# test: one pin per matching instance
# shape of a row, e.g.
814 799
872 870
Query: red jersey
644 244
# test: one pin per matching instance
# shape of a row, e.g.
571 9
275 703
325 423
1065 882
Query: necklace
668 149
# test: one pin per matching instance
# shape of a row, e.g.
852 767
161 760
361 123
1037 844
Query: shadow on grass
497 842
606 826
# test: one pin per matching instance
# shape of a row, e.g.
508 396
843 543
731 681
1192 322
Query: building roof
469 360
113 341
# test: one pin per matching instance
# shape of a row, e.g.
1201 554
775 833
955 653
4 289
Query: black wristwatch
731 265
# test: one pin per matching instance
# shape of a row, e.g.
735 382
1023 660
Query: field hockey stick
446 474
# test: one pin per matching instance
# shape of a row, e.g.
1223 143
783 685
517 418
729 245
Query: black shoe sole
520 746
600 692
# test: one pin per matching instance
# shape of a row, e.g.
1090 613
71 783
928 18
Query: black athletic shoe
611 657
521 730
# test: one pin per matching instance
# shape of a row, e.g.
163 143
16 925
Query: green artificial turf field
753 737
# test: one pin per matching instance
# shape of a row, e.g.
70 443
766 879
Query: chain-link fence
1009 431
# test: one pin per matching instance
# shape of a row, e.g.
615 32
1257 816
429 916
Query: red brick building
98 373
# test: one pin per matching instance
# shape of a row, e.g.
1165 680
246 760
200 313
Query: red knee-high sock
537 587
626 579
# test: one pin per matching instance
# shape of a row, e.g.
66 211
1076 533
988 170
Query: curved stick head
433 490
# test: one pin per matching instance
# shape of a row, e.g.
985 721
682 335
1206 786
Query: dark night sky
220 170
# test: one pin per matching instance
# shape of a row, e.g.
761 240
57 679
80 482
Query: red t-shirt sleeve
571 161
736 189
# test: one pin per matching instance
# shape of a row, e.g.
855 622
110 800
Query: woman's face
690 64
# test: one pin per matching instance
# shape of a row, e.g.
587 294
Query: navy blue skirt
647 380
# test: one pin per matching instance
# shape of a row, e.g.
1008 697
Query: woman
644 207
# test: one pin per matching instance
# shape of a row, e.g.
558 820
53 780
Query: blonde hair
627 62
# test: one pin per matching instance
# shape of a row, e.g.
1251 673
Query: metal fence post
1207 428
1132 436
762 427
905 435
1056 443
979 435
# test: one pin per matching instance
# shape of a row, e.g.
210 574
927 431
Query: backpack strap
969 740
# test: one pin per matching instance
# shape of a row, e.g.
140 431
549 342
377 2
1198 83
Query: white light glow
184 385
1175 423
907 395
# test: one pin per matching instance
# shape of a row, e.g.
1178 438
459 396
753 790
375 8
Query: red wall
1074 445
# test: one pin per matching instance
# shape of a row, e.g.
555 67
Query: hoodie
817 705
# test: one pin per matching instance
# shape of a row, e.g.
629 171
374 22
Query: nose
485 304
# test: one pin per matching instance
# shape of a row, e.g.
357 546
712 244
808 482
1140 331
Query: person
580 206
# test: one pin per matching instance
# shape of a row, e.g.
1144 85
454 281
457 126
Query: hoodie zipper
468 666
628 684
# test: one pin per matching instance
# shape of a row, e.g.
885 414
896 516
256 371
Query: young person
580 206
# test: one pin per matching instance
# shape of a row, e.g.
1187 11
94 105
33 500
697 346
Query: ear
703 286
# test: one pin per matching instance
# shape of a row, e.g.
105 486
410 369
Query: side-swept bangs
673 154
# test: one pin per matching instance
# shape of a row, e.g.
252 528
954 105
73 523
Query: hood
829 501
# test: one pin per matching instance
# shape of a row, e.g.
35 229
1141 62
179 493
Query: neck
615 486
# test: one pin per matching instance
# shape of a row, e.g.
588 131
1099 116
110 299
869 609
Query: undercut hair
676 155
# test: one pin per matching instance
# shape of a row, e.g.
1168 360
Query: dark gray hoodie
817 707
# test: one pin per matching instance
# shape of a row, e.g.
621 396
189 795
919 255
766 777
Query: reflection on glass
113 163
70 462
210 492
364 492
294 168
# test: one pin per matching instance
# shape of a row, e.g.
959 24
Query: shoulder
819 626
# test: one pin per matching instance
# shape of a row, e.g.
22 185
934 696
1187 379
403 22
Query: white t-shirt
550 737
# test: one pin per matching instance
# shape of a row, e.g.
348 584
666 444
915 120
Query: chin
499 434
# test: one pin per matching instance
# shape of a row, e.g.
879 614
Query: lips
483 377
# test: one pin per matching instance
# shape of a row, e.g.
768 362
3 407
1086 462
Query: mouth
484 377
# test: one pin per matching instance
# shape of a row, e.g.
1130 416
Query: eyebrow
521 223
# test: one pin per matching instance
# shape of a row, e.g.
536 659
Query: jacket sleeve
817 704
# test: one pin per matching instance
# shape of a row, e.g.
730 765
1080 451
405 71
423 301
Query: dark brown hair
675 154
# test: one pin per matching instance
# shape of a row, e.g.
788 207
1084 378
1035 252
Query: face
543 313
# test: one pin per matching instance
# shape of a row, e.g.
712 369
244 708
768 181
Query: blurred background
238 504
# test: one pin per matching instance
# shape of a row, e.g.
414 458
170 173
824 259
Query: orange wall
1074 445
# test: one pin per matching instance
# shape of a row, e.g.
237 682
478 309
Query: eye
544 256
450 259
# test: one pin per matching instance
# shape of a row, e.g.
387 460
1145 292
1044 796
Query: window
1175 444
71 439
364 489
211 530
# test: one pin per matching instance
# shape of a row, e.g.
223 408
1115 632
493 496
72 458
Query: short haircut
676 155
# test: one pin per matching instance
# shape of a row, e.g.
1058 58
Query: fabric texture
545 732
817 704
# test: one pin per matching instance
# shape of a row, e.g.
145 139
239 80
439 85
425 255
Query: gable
══════════
REQUIREMENT
Copy out all of the lines above exactly.

TASK RESPONSE
# test: one pin per matching instance
# shape of a row, e.g.
814 799
872 870
Query: red jersey
644 244
# test: one pin per matching instance
# shape of a row, e.g.
571 9
275 703
325 423
1065 882
Query: necklace
668 149
# test: one pin per matching instance
# shape of a row, e.g.
852 767
161 760
361 123
1037 844
Query: shadow on grass
497 842
606 826
# test: one pin per matching instance
# shape of a row, e.g.
508 396
843 543
731 681
1192 322
Query: building roof
469 360
113 341
# test: one pin per matching instance
# shape of a row, e.g.
1201 554
775 833
955 653
4 289
Query: black wristwatch
731 265
# test: one pin per matching instance
# shape of a row, e.g.
735 382
1023 660
Query: field hockey stick
446 474
# test: one pin per matching instance
# shape of a row, e.g.
1223 143
783 685
517 418
729 245
Query: black shoe sole
520 746
600 692
# test: one pin per matching instance
# shape of a row, e.g.
1090 613
71 783
928 18
Query: black athletic shoe
611 657
521 730
# test: one pin per matching instance
# shape of a row, e.g.
163 143
16 925
Query: green artificial turf field
753 737
# test: one pin per matching instance
# shape of a row, e.g.
70 443
766 879
Query: chain-link fence
1009 431
# test: one pin per matching instance
# shape of a row, e.g.
615 32
1257 816
429 916
Query: red brick building
98 373
# test: one pin per matching instance
# shape of a row, e.g.
1165 680
246 760
200 313
Query: red knee-high sock
537 587
626 579
# test: one pin per matching instance
# shape of a row, e.g.
66 211
1076 533
988 170
Query: curved stick head
433 490
# test: one pin per matching instance
# shape of a row, e.g.
985 721
682 335
1206 786
Query: dark night sky
220 170
# test: one pin per matching instance
# shape of a row, e.g.
761 240
57 679
80 482
Query: red t-shirt sleeve
571 161
736 189
# test: one pin per matching instance
# shape of a row, e.g.
855 622
110 800
Query: woman's face
690 64
# test: one pin per matching instance
# shape of a row, e.g.
587 294
Query: navy blue skirt
647 380
# test: one pin per matching instance
# shape of a row, e.g.
1008 697
Query: woman
644 207
# test: one pin per matching instance
# shape of a row, e.g.
558 820
53 780
Query: blonde hair
627 62
# test: one pin per matching instance
# shape of a row, e.g.
1251 673
Query: metal fence post
1207 428
1132 436
762 427
905 435
1056 443
979 435
# test: one pin per matching instance
# shape of a row, e.g.
210 574
927 431
Query: backpack strap
969 740
# test: one pin per matching instance
# shape of a row, e.g.
140 431
549 342
377 2
1198 83
Query: white light glow
184 385
1175 423
907 395
# test: one pin per matching instance
# shape of a row, e.g.
1178 438
459 396
753 790
375 8
Query: red wall
1074 445
# test: one pin per matching instance
# shape of a row, e.g.
555 67
Query: hoodie
817 705
# test: one pin per matching instance
# shape of a row, e.g.
629 171
374 22
Query: nose
485 304
# test: one pin per matching instance
# shape of a row, e.g.
357 546
712 244
808 482
1140 331
Query: person
580 206
# test: one pin per matching instance
# shape of a row, e.g.
1144 85
454 281
457 126
Query: hoodie zipper
468 666
628 684
# test: one pin per matching instance
# shape of a row, e.g.
885 414
896 516
256 371
Query: young person
580 206
# test: one pin per matching instance
# shape of a row, e.g.
1187 11
94 105
33 500
697 346
Query: ear
703 286
# test: one pin per matching instance
# shape of a row, e.g.
105 486
410 369
Query: side-swept bangs
673 154
# test: one pin per matching instance
# shape of a row, e.g.
252 528
954 105
73 523
Query: hood
829 501
# test: one pin per matching instance
# shape of a row, e.g.
35 229
1141 62
179 493
Query: neck
615 486
# test: one pin per matching instance
# shape of a row, e.g.
588 131
1099 116
110 299
869 609
Query: undercut hair
676 155
# test: one pin per matching instance
# shape of a row, e.g.
1168 360
Query: dark gray hoodie
817 707
# test: one pin per matching instance
# shape of a row, e.g.
621 396
189 795
919 255
766 777
Query: reflection on glass
113 163
70 462
210 492
364 492
294 168
# test: one pin per matching instance
# shape of a row, e.g.
959 24
Query: shoulder
819 626
# test: one pin per matching instance
# shape of a row, e.g.
22 185
934 696
1187 379
403 22
Query: white t-shirt
550 737
# test: one pin per matching instance
# shape of a row, e.g.
348 584
666 444
915 120
Query: chin
499 434
# test: one pin per matching instance
# shape of a row, e.g.
879 614
Query: lips
483 377
# test: one pin per matching instance
# shape of a row, e.g.
768 362
3 407
1086 462
Query: mouth
484 377
# test: one pin per matching instance
# shape of a row, e.g.
1130 416
Query: eyebrow
521 223
# test: one pin per matching instance
# shape of a row, e.g.
536 659
Query: jacket sleeve
817 704
# test: one pin per matching instance
# shape of a row, e.g.
730 765
1080 451
405 71
423 301
Query: dark brown hair
675 154
# test: one pin per matching instance
# shape of a row, e.g.
788 207
1084 378
1035 252
Query: face
543 313
# test: one pin per matching instance
# shape of a row, e.g.
712 369
244 708
768 181
Query: blurred background
238 504
# test: one pin per matching instance
# shape of a row, e.g.
414 458
170 173
824 259
Query: orange wall
1074 445
# test: one pin per matching instance
# shape of a row, e.g.
237 682
478 309
Query: eye
544 256
450 259
# test: one pin per matching instance
# shape of a row, e.g.
387 460
1145 292
1044 796
Query: window
1175 444
71 439
364 489
211 530
# test: one pin per matching instance
# shape of a row, e.g.
223 408
1115 632
493 496
72 458
Query: short haircut
676 155
# test: one pin per matching instance
# shape of a row, e.g.
1058 58
Query: fabric texture
545 732
817 704
# test: one pin per matching instance
# shape of a row, e.g.
145 139
239 80
439 85
425 255
Query: gable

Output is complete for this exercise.